**Extract**
- - - - -
SAN FRANCISCO (Reuters) - Apple Inc. Chief Executive Steve Jobs poked fun at reports of his poor health on Tuesday as he introduced new iPod nano and Touch music players.
Shares of Apple fell more than 3 percent during the presentation, as frequently happens during eagerly anticipated product launches by the company. Apple last week announced a mystery rock-themed presentation and midway through the presentation there were no major surprises.
Jobs appeared thin but jaunty as he walked around the stage in his trademark outfit of jeans and long-sleeve black shirt in front of a screen which said "The reports of my death are greatly exaggerated."
In 2004, Jobs, 53, said he had undergone successful surgery to remove a rare type of pancreatic cancer.
Bloomberg News erroneously published a Jobs obituary recently, while investors for months have been concerned about the cancer survivor's health after he appeared gaunt at another product launch in June.
On Tuesday, Jobs introduced a thinner iPod nano for $149 with 8 gigabytes of storage, a new version of the Internet-ready Touch device and said that iPhone users had downloaded more than 100 million applications from a new online store.
- - - - -
**Work request**
Continue the news report about Steve Jobs introducing new iPods, picking up right after its last sentence.

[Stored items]
- - - - -
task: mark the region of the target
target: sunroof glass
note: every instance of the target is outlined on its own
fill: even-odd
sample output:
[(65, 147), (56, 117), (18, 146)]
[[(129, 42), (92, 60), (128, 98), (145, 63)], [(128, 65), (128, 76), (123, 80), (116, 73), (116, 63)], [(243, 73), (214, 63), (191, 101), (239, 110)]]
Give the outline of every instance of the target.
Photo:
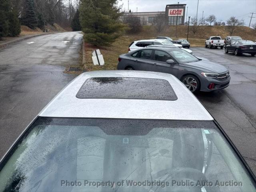
[(90, 78), (84, 84), (76, 97), (167, 100), (178, 98), (166, 80), (131, 77)]

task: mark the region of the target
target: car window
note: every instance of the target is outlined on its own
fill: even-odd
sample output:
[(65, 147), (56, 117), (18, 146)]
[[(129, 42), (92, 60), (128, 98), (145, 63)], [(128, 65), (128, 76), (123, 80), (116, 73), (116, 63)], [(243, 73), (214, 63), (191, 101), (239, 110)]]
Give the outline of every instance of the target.
[(182, 49), (174, 50), (169, 52), (175, 59), (182, 63), (190, 63), (200, 60), (192, 54)]
[(146, 49), (140, 50), (139, 51), (136, 57), (141, 59), (150, 59), (152, 54), (152, 50), (151, 50)]
[(220, 40), (221, 38), (220, 37), (212, 37), (211, 39), (212, 40)]
[(165, 62), (168, 59), (172, 59), (172, 58), (166, 52), (158, 50), (155, 50), (155, 60)]
[(182, 178), (213, 183), (203, 191), (255, 191), (213, 122), (40, 118), (28, 130), (1, 164), (1, 192), (118, 192), (122, 180), (120, 192), (201, 191), (172, 185)]

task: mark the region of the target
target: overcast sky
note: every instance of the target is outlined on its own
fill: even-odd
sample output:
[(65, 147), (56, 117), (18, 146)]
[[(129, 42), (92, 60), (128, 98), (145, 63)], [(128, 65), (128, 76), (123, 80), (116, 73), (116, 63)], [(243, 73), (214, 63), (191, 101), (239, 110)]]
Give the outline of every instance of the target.
[[(132, 12), (136, 12), (137, 7), (138, 12), (165, 11), (166, 5), (176, 4), (178, 1), (180, 4), (186, 4), (186, 7), (188, 7), (188, 16), (196, 15), (197, 0), (129, 0), (129, 8)], [(120, 0), (119, 4), (123, 4), (123, 9), (128, 10), (128, 0)], [(250, 13), (256, 12), (256, 0), (199, 0), (198, 17), (202, 17), (203, 11), (205, 17), (214, 14), (217, 21), (222, 20), (226, 22), (231, 16), (235, 16), (244, 19), (248, 26), (252, 15)], [(253, 17), (256, 17), (256, 14)], [(256, 18), (252, 18), (251, 25), (255, 23)]]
- - - - -
**Response**
The new nano has a "shake to shuffle" feature to change song play.
"I would call it a series of both expected and unexpected announcements. Clearly the new iPod nano in the flesh is certainly more appealing than it's been. It was expected but I think it will sell well in the holiday season," said Michael Abramsky, analyst with RBC Capital Markets. He added that Jobs did not look much different from June.
Apple also said that GE's television broadcaster NBC had rejoined online video and music store iTunes.
"NBC is important content for Apple to have on iTunes, especially with the direction it's taking, which is for iPods to handle more video. Having robust iTunes video is key to their success," said Shannon Cross, analyst with Cross Research.
Apple stock slid $5.57, or about 3.5 percent, to $152.35 in afternoon Nasdaq trading.